TEXT EXCERPT: Begin
(RSF/IFEX) – The following is an RSF press release: Report of fact-finding mission Death of Kazakh journalist’s daughter Reporters Without Borders and the Damocles Network question the official version Reporters Without Borders and the Damocles Network today released a previously unpublished report on the suspicious death on 21 June 2002 of Leila Bayseitova, 25, the […]
(RSF/IFEX) – The following is an RSF press release:
Report of fact-finding mission
Death of Kazakh journalist’s daughter
Reporters Without Borders and the Damocles Network question the official version
Reporters Without Borders and the Damocles Network today released a previously unpublished report on the suspicious death on 21 June 2002 of Leila Bayseitova, 25, the daughter of Kazakh opposition journalist Lira Bayseitova.
At this stage in the explanations provided by the police and judiciary, Reporters Without Borders and the Damocles Network consider the version maintained by the authorities to be riddled with discrepancies and not very convincing.
On 16 June 2002, while detained for illegal possession of drugs, the young woman was hospitalised in a coma. She died five days later. According to the official version, she committed suicide while suffering withdrawal symptoms.
Reporters Without Borders and the Damocles Network were concerned about the possible links between this death and Lira Bayseitova’s professional activities. The two organisations therefore quickly dispatched a fact-finding mission to Almaty (in south-eastern Kazakhstan), with the aim of clarifying the circumstances of this tragic death.
The former editor-in-chief of the opposition newspaper Respublika 2000, Lira Bayseitova had just published an interview in the daily newspaper SolDat with Geneva’s former public prosecutor, Bernard Bertossa, who confirmed to her the existence of Swiss bank accounts held by several senior Kazakh officials, including President Nursultan Nazarbayev. She claims to have been the victim, on several occasions, of different forms of intimidation, including physical attacks and telephone threats, as a result of her investigation into political corruption in Kazakhstan.
Reporters Without Borders and the Damocles Network have undertaken to continue following this case. In accordance with the wishes of the civil party, they have in particular proposed the help of independent experts in forensic medicine and toxicology in order to obtain a second expert opinion following the exhumation of the body.
TEXT EXCERPT: End
_WHAT TO DO_
(a) Please copy the press release word for word, starting at "(RSF/IFEX) – The following is an RSF press release: Report" and ending at "journalist Lira Bayseitova.".
(b) List every person the press release mentions by name.
The items after this come from a different source than the press release.
DATA FOR ANALYSIS: Begin
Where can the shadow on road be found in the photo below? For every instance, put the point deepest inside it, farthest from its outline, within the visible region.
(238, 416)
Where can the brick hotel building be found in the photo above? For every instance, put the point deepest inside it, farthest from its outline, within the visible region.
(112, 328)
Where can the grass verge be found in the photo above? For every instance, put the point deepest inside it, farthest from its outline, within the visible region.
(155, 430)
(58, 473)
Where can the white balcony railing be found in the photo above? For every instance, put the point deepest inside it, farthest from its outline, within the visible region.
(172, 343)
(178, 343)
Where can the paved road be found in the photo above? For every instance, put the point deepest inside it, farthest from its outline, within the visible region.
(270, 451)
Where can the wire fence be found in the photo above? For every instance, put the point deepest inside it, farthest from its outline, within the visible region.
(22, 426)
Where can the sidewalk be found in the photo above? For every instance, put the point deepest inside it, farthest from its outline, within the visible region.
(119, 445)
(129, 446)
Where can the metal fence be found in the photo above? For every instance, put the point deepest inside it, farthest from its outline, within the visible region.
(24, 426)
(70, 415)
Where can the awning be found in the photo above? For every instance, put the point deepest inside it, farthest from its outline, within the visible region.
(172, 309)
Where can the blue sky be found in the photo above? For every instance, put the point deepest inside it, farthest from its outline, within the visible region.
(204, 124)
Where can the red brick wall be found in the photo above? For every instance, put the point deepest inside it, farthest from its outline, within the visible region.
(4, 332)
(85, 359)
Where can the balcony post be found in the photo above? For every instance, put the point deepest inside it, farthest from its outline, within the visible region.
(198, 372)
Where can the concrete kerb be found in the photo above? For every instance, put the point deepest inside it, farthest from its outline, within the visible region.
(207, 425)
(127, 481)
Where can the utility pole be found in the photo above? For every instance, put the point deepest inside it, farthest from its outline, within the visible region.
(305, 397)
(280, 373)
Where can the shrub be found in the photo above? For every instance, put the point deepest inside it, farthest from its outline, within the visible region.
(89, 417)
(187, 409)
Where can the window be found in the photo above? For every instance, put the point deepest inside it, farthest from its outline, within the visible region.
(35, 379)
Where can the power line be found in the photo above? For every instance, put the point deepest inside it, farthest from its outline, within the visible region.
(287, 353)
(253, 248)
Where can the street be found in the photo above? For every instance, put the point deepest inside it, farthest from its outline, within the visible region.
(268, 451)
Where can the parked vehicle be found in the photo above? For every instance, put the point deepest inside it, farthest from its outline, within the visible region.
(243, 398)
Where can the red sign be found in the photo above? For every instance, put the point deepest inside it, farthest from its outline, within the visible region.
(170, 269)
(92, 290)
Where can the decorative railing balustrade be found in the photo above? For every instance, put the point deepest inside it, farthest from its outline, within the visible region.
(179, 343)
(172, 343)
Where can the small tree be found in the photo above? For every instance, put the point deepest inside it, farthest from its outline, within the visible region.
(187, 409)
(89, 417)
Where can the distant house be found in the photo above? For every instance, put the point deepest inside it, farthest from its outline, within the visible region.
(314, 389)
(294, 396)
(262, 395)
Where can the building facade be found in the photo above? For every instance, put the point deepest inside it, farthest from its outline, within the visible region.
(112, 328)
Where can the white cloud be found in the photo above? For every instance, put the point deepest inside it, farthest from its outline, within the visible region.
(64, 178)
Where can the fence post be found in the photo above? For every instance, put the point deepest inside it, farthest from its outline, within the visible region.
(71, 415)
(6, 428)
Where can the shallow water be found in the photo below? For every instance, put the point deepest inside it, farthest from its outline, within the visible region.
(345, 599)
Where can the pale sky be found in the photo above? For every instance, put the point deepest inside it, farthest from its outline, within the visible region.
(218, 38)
DATA FOR ANALYSIS: End
_COMPLETED EXERCISE_
(a)
(RSF/IFEX) – The following is an RSF press release: Report of fact-finding mission Death of Kazakh journalist’s daughter Reporters Without Borders and the Damocles Network question the official version Reporters Without Borders and the Damocles Network today released a previously unpublished report on the suspicious death on 21 June 2002 of Leila Bayseitova, 25, the […]
(RSF/IFEX) – The following is an RSF press release:
Report of fact-finding mission
Death of Kazakh journalist’s daughter
Reporters Without Borders and the Damocles Network question the official version
Reporters Without Borders and the Damocles Network today released a previously unpublished report on the suspicious death on 21 June 2002 of Leila Bayseitova, 25, the daughter of Kazakh opposition journalist Lira Bayseitova.

(b)
Leila Bayseitova
Lira Bayseitova
Bernard Bertossa
Nursultan Nazarbayev